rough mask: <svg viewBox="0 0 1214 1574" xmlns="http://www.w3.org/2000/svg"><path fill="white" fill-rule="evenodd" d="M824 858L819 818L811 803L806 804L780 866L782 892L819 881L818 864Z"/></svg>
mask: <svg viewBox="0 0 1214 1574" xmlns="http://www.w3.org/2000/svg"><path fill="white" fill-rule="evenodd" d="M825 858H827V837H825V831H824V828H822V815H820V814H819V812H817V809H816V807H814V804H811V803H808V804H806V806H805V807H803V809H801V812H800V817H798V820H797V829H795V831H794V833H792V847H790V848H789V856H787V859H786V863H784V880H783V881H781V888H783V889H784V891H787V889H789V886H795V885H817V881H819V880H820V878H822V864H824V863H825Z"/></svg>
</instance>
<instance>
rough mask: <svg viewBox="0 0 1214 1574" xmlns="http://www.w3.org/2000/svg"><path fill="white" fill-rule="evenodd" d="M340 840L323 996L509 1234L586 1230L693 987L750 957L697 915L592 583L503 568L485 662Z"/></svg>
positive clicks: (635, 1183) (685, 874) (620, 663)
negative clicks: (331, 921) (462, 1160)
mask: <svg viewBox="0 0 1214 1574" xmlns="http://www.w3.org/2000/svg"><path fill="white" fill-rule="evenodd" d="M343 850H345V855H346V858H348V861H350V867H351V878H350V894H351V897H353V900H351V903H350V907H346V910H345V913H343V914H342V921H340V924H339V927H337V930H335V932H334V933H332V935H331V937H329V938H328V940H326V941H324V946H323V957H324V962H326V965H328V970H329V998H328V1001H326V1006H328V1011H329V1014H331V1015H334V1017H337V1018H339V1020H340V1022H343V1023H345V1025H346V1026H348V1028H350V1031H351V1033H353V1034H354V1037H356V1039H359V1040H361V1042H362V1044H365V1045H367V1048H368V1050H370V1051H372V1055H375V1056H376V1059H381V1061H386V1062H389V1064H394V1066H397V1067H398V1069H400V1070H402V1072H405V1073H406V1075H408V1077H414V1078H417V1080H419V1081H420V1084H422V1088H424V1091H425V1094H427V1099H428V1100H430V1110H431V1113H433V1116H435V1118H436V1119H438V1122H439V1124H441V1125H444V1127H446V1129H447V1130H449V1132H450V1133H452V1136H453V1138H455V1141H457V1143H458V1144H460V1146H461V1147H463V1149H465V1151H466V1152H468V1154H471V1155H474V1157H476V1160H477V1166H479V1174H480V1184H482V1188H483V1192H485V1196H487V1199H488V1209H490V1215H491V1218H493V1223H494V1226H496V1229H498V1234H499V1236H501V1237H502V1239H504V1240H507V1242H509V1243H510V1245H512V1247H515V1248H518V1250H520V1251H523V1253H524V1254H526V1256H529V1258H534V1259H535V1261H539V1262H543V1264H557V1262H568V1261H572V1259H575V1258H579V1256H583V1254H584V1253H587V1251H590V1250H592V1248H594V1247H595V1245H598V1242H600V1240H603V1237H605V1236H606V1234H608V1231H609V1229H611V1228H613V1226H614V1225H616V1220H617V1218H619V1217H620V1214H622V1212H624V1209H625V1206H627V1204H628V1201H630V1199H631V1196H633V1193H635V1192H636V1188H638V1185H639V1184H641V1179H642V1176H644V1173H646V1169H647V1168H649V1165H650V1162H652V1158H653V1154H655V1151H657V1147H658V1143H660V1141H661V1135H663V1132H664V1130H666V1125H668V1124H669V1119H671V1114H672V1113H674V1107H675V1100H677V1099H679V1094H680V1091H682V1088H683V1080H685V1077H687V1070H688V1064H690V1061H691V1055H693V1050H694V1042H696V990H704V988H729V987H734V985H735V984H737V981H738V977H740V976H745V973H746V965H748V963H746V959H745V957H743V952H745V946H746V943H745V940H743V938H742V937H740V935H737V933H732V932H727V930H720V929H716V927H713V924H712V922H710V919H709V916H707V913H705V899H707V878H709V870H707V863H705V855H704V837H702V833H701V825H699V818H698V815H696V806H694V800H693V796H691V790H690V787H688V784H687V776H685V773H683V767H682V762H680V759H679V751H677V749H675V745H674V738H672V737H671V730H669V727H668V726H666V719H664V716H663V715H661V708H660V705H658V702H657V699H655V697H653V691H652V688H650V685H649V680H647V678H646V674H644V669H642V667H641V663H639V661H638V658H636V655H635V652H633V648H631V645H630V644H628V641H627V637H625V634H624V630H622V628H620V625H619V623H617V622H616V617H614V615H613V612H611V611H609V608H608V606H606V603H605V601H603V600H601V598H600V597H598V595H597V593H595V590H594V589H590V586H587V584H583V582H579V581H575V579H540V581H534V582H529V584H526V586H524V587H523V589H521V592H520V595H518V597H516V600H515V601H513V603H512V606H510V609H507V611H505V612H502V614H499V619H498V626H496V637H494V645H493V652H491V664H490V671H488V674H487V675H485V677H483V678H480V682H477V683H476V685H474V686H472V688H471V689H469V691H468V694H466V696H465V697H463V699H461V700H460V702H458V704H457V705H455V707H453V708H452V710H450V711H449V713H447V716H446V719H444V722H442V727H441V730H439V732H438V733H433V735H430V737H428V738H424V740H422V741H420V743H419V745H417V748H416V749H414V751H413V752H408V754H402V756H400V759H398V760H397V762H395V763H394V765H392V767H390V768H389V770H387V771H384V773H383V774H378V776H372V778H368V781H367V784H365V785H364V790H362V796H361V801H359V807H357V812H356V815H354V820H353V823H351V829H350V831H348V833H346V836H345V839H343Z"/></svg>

Task: Could you print all of the data above again, line for line and character for character?

Written reply:
rough mask: <svg viewBox="0 0 1214 1574" xmlns="http://www.w3.org/2000/svg"><path fill="white" fill-rule="evenodd" d="M824 858L819 818L811 803L806 804L780 866L782 892L819 881L818 864Z"/></svg>
mask: <svg viewBox="0 0 1214 1574" xmlns="http://www.w3.org/2000/svg"><path fill="white" fill-rule="evenodd" d="M825 858H827V837H825V831H824V828H822V815H820V814H819V812H817V809H816V807H814V804H811V803H808V804H806V806H805V807H803V809H801V812H800V817H798V820H797V829H795V831H794V833H792V847H790V848H789V856H787V859H786V863H784V880H783V881H781V888H783V889H784V891H787V889H789V886H795V885H817V881H819V880H820V878H822V864H824V863H825Z"/></svg>
</instance>
<instance>
rough mask: <svg viewBox="0 0 1214 1574" xmlns="http://www.w3.org/2000/svg"><path fill="white" fill-rule="evenodd" d="M340 840L323 996L509 1234L586 1230L693 987L750 957L697 915L592 583L503 568L485 662Z"/></svg>
positive clicks: (635, 1183) (685, 874) (620, 663)
negative clicks: (331, 921) (462, 1160)
mask: <svg viewBox="0 0 1214 1574" xmlns="http://www.w3.org/2000/svg"><path fill="white" fill-rule="evenodd" d="M343 850H345V855H346V858H348V861H350V867H351V878H350V894H351V897H353V900H351V903H350V907H346V910H345V913H343V914H342V921H340V924H339V927H337V930H335V932H334V933H332V935H331V937H329V938H328V940H326V941H324V946H323V957H324V962H326V965H328V970H329V998H328V1001H326V1006H328V1011H329V1014H331V1015H334V1017H337V1018H339V1020H340V1022H343V1023H345V1025H346V1026H348V1028H350V1031H351V1033H353V1034H354V1037H356V1039H359V1040H361V1042H362V1044H365V1045H367V1048H368V1050H370V1051H372V1055H375V1056H376V1059H381V1061H386V1062H389V1064H394V1066H397V1067H398V1069H400V1070H402V1072H405V1073H406V1075H408V1077H414V1078H417V1080H419V1081H420V1084H422V1088H424V1091H425V1094H427V1099H428V1100H430V1110H431V1113H433V1116H435V1118H436V1119H438V1122H439V1124H441V1125H444V1127H446V1129H447V1130H449V1132H450V1133H452V1136H453V1138H455V1141H457V1143H458V1144H460V1146H461V1147H463V1149H465V1151H466V1152H468V1154H471V1155H474V1157H476V1160H477V1166H479V1174H480V1184H482V1188H483V1192H485V1196H487V1199H488V1209H490V1215H491V1218H493V1223H494V1226H496V1229H498V1234H499V1236H501V1237H502V1239H504V1240H507V1242H509V1243H510V1245H512V1247H515V1248H518V1250H520V1251H523V1253H524V1254H526V1256H529V1258H534V1259H535V1261H539V1262H543V1264H557V1262H568V1261H572V1259H575V1258H579V1256H583V1254H584V1253H587V1251H590V1250H592V1248H594V1247H595V1245H598V1242H600V1240H603V1237H605V1236H606V1234H608V1231H609V1229H611V1228H613V1226H614V1225H616V1220H617V1218H619V1217H620V1214H622V1212H624V1209H625V1206H627V1204H628V1201H630V1199H631V1196H633V1193H635V1192H636V1188H638V1185H639V1184H641V1179H642V1176H644V1173H646V1169H647V1168H649V1165H650V1162H652V1158H653V1154H655V1151H657V1147H658V1143H660V1141H661V1135H663V1132H664V1130H666V1125H668V1124H669V1119H671V1114H672V1113H674V1107H675V1100H677V1099H679V1094H680V1091H682V1088H683V1080H685V1077H687V1070H688V1064H690V1061H691V1055H693V1050H694V1042H696V990H704V988H729V987H734V985H735V984H737V981H738V977H740V976H745V973H746V965H748V963H746V959H745V957H743V952H745V946H746V943H745V940H743V938H742V937H740V935H737V933H732V932H727V930H720V929H716V927H713V924H712V922H710V919H709V916H707V913H705V899H707V878H709V870H707V863H705V855H704V837H702V833H701V825H699V818H698V815H696V806H694V800H693V796H691V790H690V787H688V784H687V776H685V773H683V767H682V762H680V759H679V751H677V749H675V745H674V738H672V737H671V730H669V727H668V726H666V719H664V716H663V715H661V708H660V705H658V702H657V699H655V697H653V691H652V688H650V685H649V680H647V678H646V674H644V669H642V667H641V663H639V661H638V658H636V655H635V652H633V648H631V645H630V644H628V641H627V637H625V634H624V630H622V628H620V625H619V623H617V622H616V617H614V615H613V612H611V611H609V608H608V606H606V603H605V601H603V600H601V598H600V597H598V595H597V593H595V590H594V589H590V586H587V584H583V582H579V581H575V579H540V581H534V582H529V584H526V586H524V587H523V589H521V592H520V595H518V597H516V600H515V601H513V603H512V606H510V609H507V611H505V612H502V614H499V619H498V626H496V637H494V645H493V652H491V664H490V671H488V674H487V675H485V677H483V678H480V682H477V683H476V685H474V686H472V688H471V689H469V691H468V694H466V696H465V697H463V699H461V700H460V702H458V704H457V705H455V707H453V708H452V710H450V711H449V713H447V716H446V719H444V722H442V727H441V730H439V732H438V733H433V735H430V737H428V738H424V740H422V741H420V743H419V745H417V748H416V749H414V751H413V752H408V754H402V756H400V759H398V760H397V762H395V763H394V765H392V767H390V768H389V770H387V771H384V773H383V774H378V776H372V778H368V781H367V784H365V785H364V790H362V796H361V801H359V807H357V812H356V815H354V820H353V823H351V829H350V831H348V833H346V836H345V839H343Z"/></svg>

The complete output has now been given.